» **Document**
☆ ☆ ☆ ☆

If I may show my extreme nerdiness...

*cracks knuckles*

The rare version of Snaggletooth is actually the tall version with the blue suit. It was created for an early Cantina playset, but the pictures used to create the first figure only showed the head, so the sculptors didn't know the character was supposed to be a dinky little guy. The version you have in the picture is the one released by itself, and is about the same in rarity as the other average figures from the time.

I had that one too, but I chewed its nose off. I was about four at the time.

Christopher Fletcher said...

Ah, indeed, I remember now that business about the blue Snaggletooth! J seems to think that the one he has one of those that they sent to people in exchange for sending in a certain number of proof-of-purchase symbols from other figures, but I'm not sure about that. It's certainly possible, because I picked up second copies of C3PO and a storm trooper like that. Also, the first run of Boba Fett was offered like that sometime before the rest of the Empire Strikes Back figures were out in stores.I ended up with two Boba Fetts that were slightly different in their coloration somehow. Now I wish that my own set of those figures were here (their in storage up at my Dad's) because J is missing a lot of them that I had and we could have more throughly reenacted the movie via Twitpic last night!

Neither of us have down here our big 12 inch figures--those were the BEST! The large Boba Fett has all kinds of accessories and you can look through his "eye" (hole that goes through his head, like the old 6 Million Dollar Man doll), and it has knee and elbow joints so you can pose it in all kinds of ways.

Anonymous said...

☆ ☆ ☆ ☆

» **Entries supplied**
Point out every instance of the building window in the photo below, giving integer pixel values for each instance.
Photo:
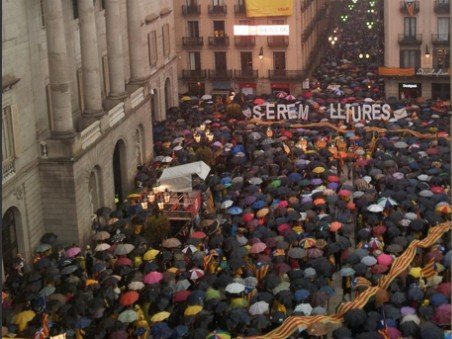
(279, 61)
(193, 29)
(10, 248)
(246, 61)
(166, 42)
(75, 9)
(443, 28)
(410, 27)
(7, 134)
(152, 47)
(43, 18)
(105, 76)
(194, 60)
(409, 59)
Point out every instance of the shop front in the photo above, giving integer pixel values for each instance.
(277, 87)
(409, 90)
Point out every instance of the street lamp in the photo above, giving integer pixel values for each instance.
(261, 53)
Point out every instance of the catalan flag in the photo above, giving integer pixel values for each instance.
(428, 270)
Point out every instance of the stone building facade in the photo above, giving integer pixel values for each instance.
(82, 83)
(212, 59)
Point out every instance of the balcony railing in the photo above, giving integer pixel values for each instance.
(190, 74)
(244, 41)
(218, 41)
(220, 74)
(278, 41)
(8, 169)
(217, 9)
(409, 7)
(441, 39)
(192, 41)
(239, 9)
(410, 39)
(246, 74)
(442, 7)
(285, 74)
(191, 10)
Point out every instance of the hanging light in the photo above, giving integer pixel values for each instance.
(269, 132)
(166, 196)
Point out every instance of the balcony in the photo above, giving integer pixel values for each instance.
(410, 39)
(405, 7)
(217, 9)
(239, 9)
(441, 39)
(244, 41)
(278, 41)
(193, 74)
(305, 4)
(442, 7)
(218, 41)
(246, 74)
(220, 74)
(285, 74)
(191, 10)
(192, 42)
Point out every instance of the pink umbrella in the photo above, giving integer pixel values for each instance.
(442, 315)
(73, 251)
(153, 278)
(394, 333)
(258, 247)
(384, 259)
(196, 274)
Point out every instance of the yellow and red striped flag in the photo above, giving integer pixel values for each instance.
(428, 270)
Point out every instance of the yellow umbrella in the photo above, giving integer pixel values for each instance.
(160, 316)
(318, 170)
(23, 318)
(192, 310)
(151, 254)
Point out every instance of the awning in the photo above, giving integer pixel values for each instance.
(178, 178)
(279, 85)
(247, 84)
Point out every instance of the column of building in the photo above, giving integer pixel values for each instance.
(92, 92)
(139, 67)
(62, 122)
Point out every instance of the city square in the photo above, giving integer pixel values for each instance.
(285, 174)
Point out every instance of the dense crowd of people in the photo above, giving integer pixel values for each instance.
(289, 211)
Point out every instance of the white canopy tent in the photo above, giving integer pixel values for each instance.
(179, 178)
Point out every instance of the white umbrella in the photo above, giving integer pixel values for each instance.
(260, 307)
(235, 288)
(102, 247)
(306, 309)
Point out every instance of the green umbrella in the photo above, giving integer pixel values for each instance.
(212, 294)
(128, 316)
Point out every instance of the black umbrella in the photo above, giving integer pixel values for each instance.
(355, 318)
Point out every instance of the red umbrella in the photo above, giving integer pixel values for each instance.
(153, 278)
(442, 315)
(384, 259)
(378, 269)
(123, 261)
(445, 288)
(129, 298)
(198, 235)
(181, 296)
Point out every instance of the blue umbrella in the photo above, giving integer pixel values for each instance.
(235, 210)
(257, 205)
(301, 294)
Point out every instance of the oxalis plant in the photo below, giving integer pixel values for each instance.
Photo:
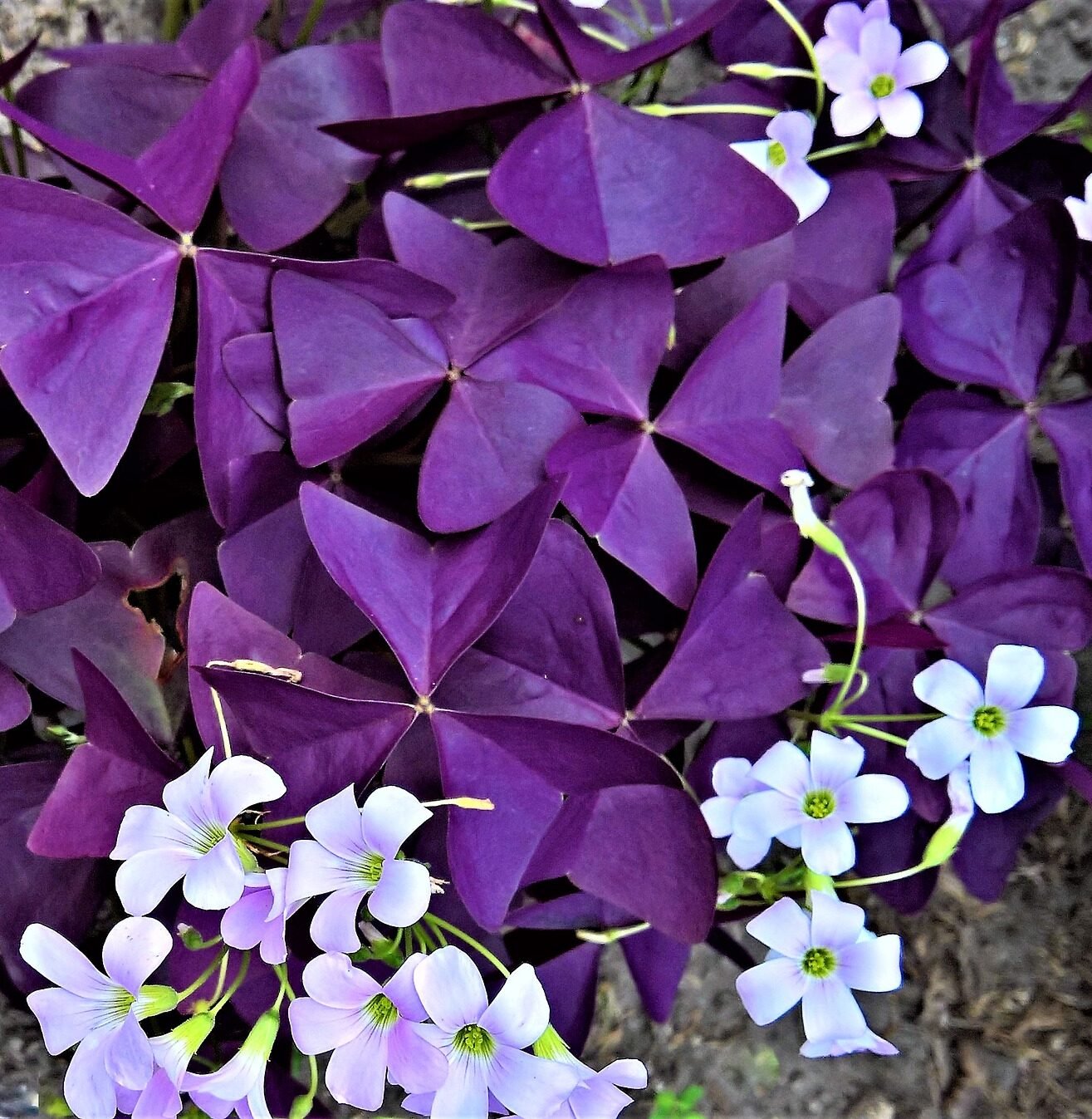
(471, 498)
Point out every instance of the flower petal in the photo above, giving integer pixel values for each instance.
(144, 827)
(834, 761)
(451, 989)
(135, 949)
(785, 926)
(60, 961)
(872, 964)
(1044, 733)
(129, 1055)
(519, 1014)
(943, 745)
(357, 1072)
(186, 796)
(531, 1087)
(332, 980)
(902, 113)
(335, 824)
(402, 894)
(997, 777)
(830, 1012)
(313, 870)
(923, 61)
(795, 132)
(827, 845)
(334, 926)
(766, 813)
(771, 989)
(89, 1087)
(463, 1095)
(785, 767)
(1013, 676)
(854, 113)
(835, 925)
(414, 1062)
(240, 783)
(389, 816)
(65, 1018)
(215, 880)
(950, 689)
(318, 1028)
(873, 798)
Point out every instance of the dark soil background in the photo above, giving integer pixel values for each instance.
(995, 1018)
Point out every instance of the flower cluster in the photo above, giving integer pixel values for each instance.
(430, 1028)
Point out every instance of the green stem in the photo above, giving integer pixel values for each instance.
(859, 586)
(873, 733)
(467, 939)
(265, 825)
(236, 983)
(593, 32)
(809, 47)
(658, 110)
(203, 977)
(310, 20)
(225, 740)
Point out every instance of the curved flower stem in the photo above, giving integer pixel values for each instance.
(809, 47)
(873, 733)
(236, 983)
(466, 938)
(310, 20)
(657, 110)
(225, 739)
(203, 977)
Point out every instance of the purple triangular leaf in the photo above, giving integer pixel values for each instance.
(622, 493)
(120, 766)
(430, 601)
(488, 450)
(833, 392)
(980, 448)
(86, 297)
(567, 181)
(898, 529)
(741, 652)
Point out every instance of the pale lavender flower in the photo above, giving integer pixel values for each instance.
(260, 915)
(485, 1042)
(100, 1013)
(844, 25)
(874, 82)
(783, 157)
(732, 781)
(353, 856)
(818, 960)
(992, 726)
(238, 1086)
(374, 1031)
(159, 1099)
(1081, 212)
(192, 841)
(811, 802)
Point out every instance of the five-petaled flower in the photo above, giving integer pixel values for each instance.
(485, 1042)
(874, 81)
(818, 960)
(192, 841)
(783, 157)
(100, 1013)
(809, 802)
(1081, 210)
(374, 1031)
(355, 855)
(991, 725)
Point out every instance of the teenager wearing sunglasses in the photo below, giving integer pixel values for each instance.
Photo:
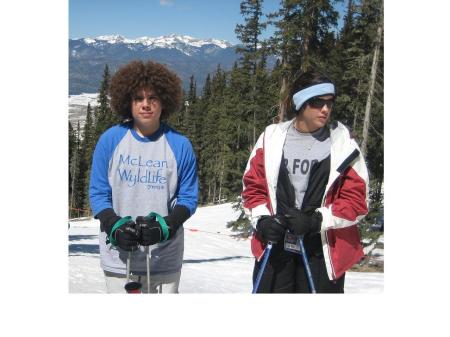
(306, 179)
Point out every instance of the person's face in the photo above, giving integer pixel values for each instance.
(146, 110)
(317, 112)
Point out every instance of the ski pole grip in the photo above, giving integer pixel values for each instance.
(162, 222)
(117, 225)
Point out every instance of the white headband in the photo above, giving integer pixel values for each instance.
(315, 90)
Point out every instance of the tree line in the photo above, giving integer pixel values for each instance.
(224, 120)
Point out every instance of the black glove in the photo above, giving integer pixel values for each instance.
(151, 231)
(272, 228)
(302, 223)
(126, 236)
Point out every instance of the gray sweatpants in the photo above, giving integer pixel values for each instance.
(166, 284)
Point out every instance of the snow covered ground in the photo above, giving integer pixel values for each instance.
(214, 261)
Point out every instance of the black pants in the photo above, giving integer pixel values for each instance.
(285, 273)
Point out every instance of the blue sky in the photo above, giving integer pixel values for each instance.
(136, 18)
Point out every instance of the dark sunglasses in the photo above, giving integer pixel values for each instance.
(318, 103)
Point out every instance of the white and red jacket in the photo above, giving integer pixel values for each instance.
(344, 203)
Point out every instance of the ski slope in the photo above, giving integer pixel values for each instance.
(214, 260)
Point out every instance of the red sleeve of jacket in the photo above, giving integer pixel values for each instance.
(255, 185)
(349, 196)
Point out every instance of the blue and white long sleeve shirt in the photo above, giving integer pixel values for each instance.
(137, 175)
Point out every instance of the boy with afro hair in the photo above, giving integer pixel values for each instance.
(143, 183)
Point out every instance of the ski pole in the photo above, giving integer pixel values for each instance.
(263, 266)
(131, 287)
(128, 266)
(306, 263)
(148, 269)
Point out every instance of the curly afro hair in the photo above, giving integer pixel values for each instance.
(131, 78)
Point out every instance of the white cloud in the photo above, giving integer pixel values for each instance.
(166, 2)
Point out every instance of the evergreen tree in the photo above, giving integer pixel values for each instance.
(302, 27)
(72, 149)
(78, 179)
(103, 113)
(88, 145)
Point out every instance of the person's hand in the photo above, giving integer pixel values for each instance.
(272, 228)
(150, 231)
(127, 236)
(301, 223)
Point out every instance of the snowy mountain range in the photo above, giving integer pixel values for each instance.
(184, 54)
(184, 43)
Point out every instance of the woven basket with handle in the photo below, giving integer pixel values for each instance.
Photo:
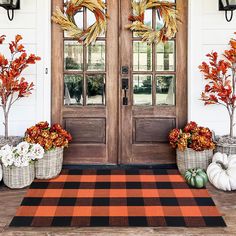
(18, 177)
(50, 165)
(190, 159)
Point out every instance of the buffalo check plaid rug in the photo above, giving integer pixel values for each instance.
(131, 197)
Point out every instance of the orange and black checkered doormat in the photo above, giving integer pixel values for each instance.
(131, 197)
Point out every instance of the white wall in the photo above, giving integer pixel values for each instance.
(208, 30)
(33, 23)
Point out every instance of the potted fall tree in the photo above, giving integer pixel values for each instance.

☆ ☆ ☆ ☆

» **Instruction 1**
Answer these questions from the comments on Star Wars figures:
(a) What color suit does the rare version of Snaggletooth wear?
(b) What was that rare version created for?
(c) On the large 12 inch Boba Fett, what can you look through?
» **Instruction 2**
Pick up the thread of comments on Star Wars figures after its last line and write what comes next.
The material above comes from a separate source.

» **Written answer 1**
(a) Blue.
(b) An early Cantina playset.
(c) His "eye," a hole that goes through his head.

» **Written answer 2**
Found an article that talks about the Blue Snaggletooth thing, and also a little about the rarest Fett figure of them all:

http://www.x-entertainment.com/articles/0479/

A quick flip through my copy of The Star Wars Action Figure Archive (which is copyrighted 1999 and is now woefully out of date, but the info on the old figures should still be accurate) would suggest that Snaggletooth was never a send away figure. The blue version was apparently available only at Sears, so maybe that's where Jeff got the idea.

And yes, I own a copy of the Star Wars Action Figure Archive. You may now stone me for my nerdiness.

Jeff Kozzi said...

Sears had a Christmas catalogue special every year, and the first was a cardboard cantina playset with an exclusive blue Snaggletooth.
Later exclusives included a Hoth hanger bay with the land of Jawas playset base cast in white snow, and a cardboard AT-AT that used the same base. One of the Return of the Jedi exclusives used the droid factory base as a Jabba's Palace droid torture room and came with later general release versions of Jabba's white torture droid, a Klaatu and a Niktu.